EXERCISE DIRECTIONS — Return the data word for word. Pictures are to be omitted.

Records excerpted from a collection
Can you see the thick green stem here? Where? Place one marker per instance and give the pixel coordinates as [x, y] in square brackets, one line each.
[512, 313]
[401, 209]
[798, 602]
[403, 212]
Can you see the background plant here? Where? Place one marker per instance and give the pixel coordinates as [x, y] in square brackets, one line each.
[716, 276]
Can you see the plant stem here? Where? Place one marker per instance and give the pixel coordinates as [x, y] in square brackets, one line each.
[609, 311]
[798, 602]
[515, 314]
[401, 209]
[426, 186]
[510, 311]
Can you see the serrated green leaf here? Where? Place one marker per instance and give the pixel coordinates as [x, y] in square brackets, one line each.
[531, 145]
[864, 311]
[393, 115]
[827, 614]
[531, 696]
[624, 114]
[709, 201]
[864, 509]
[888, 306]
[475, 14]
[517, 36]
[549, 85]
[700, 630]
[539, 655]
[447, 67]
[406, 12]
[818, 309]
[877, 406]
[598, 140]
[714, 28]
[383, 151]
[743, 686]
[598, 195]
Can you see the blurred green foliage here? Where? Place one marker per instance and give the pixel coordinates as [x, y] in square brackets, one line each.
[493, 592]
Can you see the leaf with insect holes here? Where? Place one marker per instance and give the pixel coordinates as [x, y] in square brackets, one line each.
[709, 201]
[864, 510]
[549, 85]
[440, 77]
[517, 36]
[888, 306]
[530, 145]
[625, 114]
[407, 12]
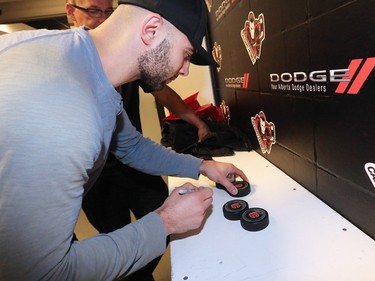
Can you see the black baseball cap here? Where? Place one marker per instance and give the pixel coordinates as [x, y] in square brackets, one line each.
[189, 16]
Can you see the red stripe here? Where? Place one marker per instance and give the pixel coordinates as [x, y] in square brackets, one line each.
[246, 80]
[362, 76]
[353, 66]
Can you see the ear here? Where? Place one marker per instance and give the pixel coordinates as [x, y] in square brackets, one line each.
[70, 11]
[151, 28]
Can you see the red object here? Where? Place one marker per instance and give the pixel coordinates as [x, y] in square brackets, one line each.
[205, 112]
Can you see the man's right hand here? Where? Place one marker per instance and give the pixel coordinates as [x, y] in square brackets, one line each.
[181, 213]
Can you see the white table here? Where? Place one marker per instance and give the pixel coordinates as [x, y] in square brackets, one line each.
[305, 240]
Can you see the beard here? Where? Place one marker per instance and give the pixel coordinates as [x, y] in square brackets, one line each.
[154, 66]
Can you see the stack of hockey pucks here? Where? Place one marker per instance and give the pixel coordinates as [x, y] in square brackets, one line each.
[252, 219]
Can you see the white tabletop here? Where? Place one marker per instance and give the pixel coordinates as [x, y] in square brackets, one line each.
[305, 239]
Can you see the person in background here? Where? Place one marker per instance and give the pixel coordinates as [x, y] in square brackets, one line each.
[63, 117]
[120, 188]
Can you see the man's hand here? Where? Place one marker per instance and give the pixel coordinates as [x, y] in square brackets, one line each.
[223, 173]
[181, 213]
[204, 132]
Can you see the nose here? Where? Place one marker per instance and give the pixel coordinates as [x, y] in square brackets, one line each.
[184, 71]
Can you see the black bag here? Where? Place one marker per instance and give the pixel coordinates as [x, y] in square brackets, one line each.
[183, 138]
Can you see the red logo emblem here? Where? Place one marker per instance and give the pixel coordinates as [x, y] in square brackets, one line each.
[265, 132]
[253, 35]
[355, 78]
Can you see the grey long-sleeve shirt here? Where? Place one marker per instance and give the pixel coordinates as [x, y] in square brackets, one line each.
[58, 113]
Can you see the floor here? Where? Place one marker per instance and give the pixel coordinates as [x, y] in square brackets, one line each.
[85, 230]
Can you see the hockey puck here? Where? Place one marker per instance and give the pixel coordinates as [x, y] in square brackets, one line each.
[243, 188]
[233, 209]
[254, 219]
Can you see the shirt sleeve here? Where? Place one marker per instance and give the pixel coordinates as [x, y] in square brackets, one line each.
[148, 156]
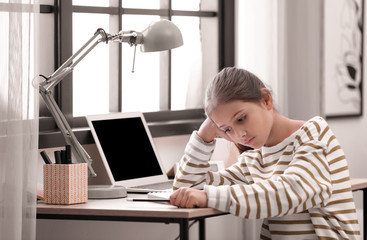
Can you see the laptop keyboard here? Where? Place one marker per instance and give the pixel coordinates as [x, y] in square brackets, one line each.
[156, 186]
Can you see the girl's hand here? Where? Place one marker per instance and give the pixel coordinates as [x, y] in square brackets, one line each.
[209, 130]
[189, 198]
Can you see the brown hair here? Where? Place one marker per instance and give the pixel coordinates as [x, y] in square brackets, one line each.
[233, 84]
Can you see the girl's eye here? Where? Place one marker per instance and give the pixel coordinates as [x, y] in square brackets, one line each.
[227, 130]
[242, 118]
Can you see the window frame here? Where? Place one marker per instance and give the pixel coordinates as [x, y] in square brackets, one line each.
[161, 123]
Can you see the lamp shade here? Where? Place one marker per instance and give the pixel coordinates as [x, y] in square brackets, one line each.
[161, 35]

FINISHED TASK —
Can you see the thick green stem here? Where? Place one marker per instance and give the pixel coordinates as [x, y] in square brackets, one line each.
[512, 313]
[401, 209]
[798, 602]
[403, 212]
Can you see the background plant here? Where? Place one marker per instance and give the pixel coordinates as [x, y] in square brackets, one line each.
[716, 276]
Can you see the plant stem here? Where? Place one marker per instance and give the pixel coordinates as [x, y] in square brackets, one line each.
[609, 311]
[798, 602]
[515, 314]
[401, 209]
[426, 186]
[510, 311]
Can you see the serrated green leaf here? Where? Place one marker per instance and give the pixel coordinates as [x, y] in square brackets, one line each.
[531, 145]
[864, 311]
[393, 115]
[827, 614]
[531, 696]
[624, 114]
[709, 201]
[864, 509]
[888, 306]
[475, 14]
[517, 36]
[549, 85]
[700, 630]
[539, 655]
[447, 67]
[406, 12]
[818, 309]
[877, 406]
[598, 140]
[714, 28]
[383, 151]
[743, 686]
[598, 195]
Can you see the blurred green foliage here? Where? Place one marker per instance and give the pixel coordinates as [x, y] in square brackets, one line each.
[493, 592]
Can you see the leaf with insect holes here? Where? Place one marker per instance and give the pixel coordinates as [x, y] in square brackets, one line each.
[709, 201]
[864, 510]
[549, 85]
[440, 77]
[517, 36]
[888, 306]
[530, 145]
[625, 114]
[407, 12]
Can you see the black baseball cap here? Where? Place one marker per instance and give the pixel coordinates as [x, y] in square brackets, one line each.
[189, 16]
Can you see the red stripe here? Where? Place one marker per instance and give the pixel coordinates as [x, y] in square brackets, one line each.
[246, 80]
[362, 76]
[353, 66]
Can you see the ear here? Where? Place one marker per instance and give the pixel coordinates as [x, y] in square brackets, one line each.
[70, 11]
[151, 28]
Can you see the red object here? Where? Place one marker per instance and give the pixel coordinates as [x, y] in square brackets, one line each.
[205, 112]
Can you see the man's right hand here? Where? Place one marker per instance and give the pixel coordinates as [x, y] in square brackets, one line each.
[181, 213]
Can you see the white table here? Where? Place one marker per instance and give the pixel coordinates as [x, y] in square brackets, one line each.
[305, 240]
Can you see the beard here? Where? Place one marker per instance and give the pixel coordinates as [x, y] in square brackets, one line each.
[154, 66]
Can you see the stack of hockey pucks here? Where? Place one marker per instance and give the pixel coordinates as [x, y] in square brackets, one line each.
[252, 219]
Can you see the white tabletop here? Where? Place one marker per instance and give the pixel coordinates as [x, y] in square brackets, one line each.
[305, 239]
Can you see the person in background here? Where? Place one marker per instance and give the pixel coordinates as [x, y] in square brackets, one line each.
[63, 117]
[120, 188]
Can you see the man's hand here? Where? Place one marker per instance and give the pixel coordinates as [x, y] in square brackets, one line each.
[223, 173]
[181, 213]
[204, 132]
Can you see the nose here? Where? Place one marker per instance and give the pixel coordinates as [x, y] in square brackets, one line each.
[184, 71]
Can you see the black bag here? Where? Place one marker per instance and give the pixel coordinates as [x, y] in square brackets, one line each.
[183, 138]
Can you see the red logo emblem here? Where? Place one marker per instance and give the pixel coordinates as [x, y] in square brackets, one line each.
[265, 132]
[253, 35]
[355, 78]
Can you see the grey long-sleeve shirt here? Where? Place one marker per instance and give the pixel coordinates as [x, y] in square brackets, one line each.
[58, 113]
Can you see the floor here? Where? Place one marker per instance and give the pixel coordinates as [x, y] in square brackets, one line each.
[85, 230]
Can you see the hockey puck here? Where? Place one marker per instance and give the pixel coordinates as [x, y] in square brackets, one line each.
[243, 188]
[233, 209]
[254, 219]
Can you see the shirt sleeve here? Where? Place one marker per instance and give the pixel coordinates as [x, y] in square brackets, one line each.
[148, 156]
Can you see the laptop keyboard here? Where? Place one marker per instance and give the pixel coordinates as [x, y] in square brackets, one line each.
[156, 186]
Can you see the girl's hand here? Where? Place one marker per instance and give the pixel coordinates as [x, y] in square brackets, one line each.
[209, 130]
[189, 198]
Can you see the brown hair here? Where? Place one marker per instance and give the pixel coordinates as [x, y] in square brackets, one line each.
[233, 84]
Can you see the girl's eye here? Where? Place one marker per instance and give the pixel coordinates as [x, y] in square brackets, one line each.
[227, 130]
[242, 118]
Can you see the window frame here? Where? Place one marker per instance and give the pixel coordinates as [x, y] in square brackets, one line each.
[161, 123]
Can you see the lamp shade here? Where? Place one marker per instance and give the pixel coordinates as [x, y] in square brackets, one line each.
[161, 35]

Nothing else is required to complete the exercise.